Data for processing
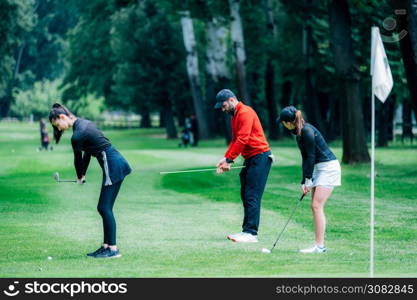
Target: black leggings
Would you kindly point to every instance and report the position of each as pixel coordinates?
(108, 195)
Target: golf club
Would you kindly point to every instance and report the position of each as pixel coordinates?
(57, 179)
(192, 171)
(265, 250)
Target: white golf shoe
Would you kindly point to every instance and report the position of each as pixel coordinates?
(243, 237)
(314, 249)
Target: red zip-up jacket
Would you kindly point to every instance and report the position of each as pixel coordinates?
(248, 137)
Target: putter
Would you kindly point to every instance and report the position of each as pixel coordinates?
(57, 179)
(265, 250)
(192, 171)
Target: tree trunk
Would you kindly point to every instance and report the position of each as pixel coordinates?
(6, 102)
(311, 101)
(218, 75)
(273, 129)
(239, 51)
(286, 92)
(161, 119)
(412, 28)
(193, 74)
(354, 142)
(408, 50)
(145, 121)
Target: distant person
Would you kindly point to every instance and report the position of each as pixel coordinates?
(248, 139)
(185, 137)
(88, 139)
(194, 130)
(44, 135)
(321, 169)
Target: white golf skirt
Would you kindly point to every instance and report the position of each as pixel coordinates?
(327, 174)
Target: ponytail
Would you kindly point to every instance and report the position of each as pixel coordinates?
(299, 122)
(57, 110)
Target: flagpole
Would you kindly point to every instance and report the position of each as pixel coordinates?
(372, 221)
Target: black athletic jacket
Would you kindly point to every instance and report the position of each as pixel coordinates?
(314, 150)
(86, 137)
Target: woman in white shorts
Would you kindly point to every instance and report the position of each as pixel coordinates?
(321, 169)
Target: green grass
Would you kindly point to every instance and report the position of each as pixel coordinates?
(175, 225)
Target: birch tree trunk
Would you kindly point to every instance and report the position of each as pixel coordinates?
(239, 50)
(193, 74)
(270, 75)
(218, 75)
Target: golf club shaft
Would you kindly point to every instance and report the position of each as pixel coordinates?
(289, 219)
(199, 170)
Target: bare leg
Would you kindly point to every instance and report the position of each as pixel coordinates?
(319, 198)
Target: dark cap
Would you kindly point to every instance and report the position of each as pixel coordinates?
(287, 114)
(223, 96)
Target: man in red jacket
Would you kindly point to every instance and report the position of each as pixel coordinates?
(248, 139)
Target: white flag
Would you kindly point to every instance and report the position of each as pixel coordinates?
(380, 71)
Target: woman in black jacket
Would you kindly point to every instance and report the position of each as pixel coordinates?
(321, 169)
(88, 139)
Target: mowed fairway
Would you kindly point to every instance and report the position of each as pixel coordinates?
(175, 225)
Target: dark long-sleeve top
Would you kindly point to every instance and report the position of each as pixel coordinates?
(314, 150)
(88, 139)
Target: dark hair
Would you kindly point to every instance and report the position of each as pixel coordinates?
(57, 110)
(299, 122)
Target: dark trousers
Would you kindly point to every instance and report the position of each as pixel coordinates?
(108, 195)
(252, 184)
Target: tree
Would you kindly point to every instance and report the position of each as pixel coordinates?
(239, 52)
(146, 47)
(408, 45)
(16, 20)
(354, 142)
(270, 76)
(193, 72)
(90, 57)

What is being asked
Repeat, with no changes, each line from the one with "Target: mowed fairway" to the end of the listing, including both ends and nothing else.

Solution to the exercise
Target: mowed fairway
Would you kindly point to every instance and report the position of each as pixel coordinates?
(175, 225)
Target: dark long-sleeve top
Would you kindly point to every instance and report the position of each as pixel coordinates?
(314, 150)
(88, 139)
Target: dark hair
Would you kindly point to every instance and report the position of each as pixel coordinates?
(57, 110)
(299, 122)
Target: dark trousers
Would you kindly point to every instance and report the position of each as pixel coordinates?
(108, 195)
(252, 184)
Target: tree
Would you kindly point to every instance and report the position of each as pixel coordinates?
(239, 52)
(146, 47)
(408, 45)
(16, 20)
(354, 142)
(270, 76)
(193, 72)
(90, 57)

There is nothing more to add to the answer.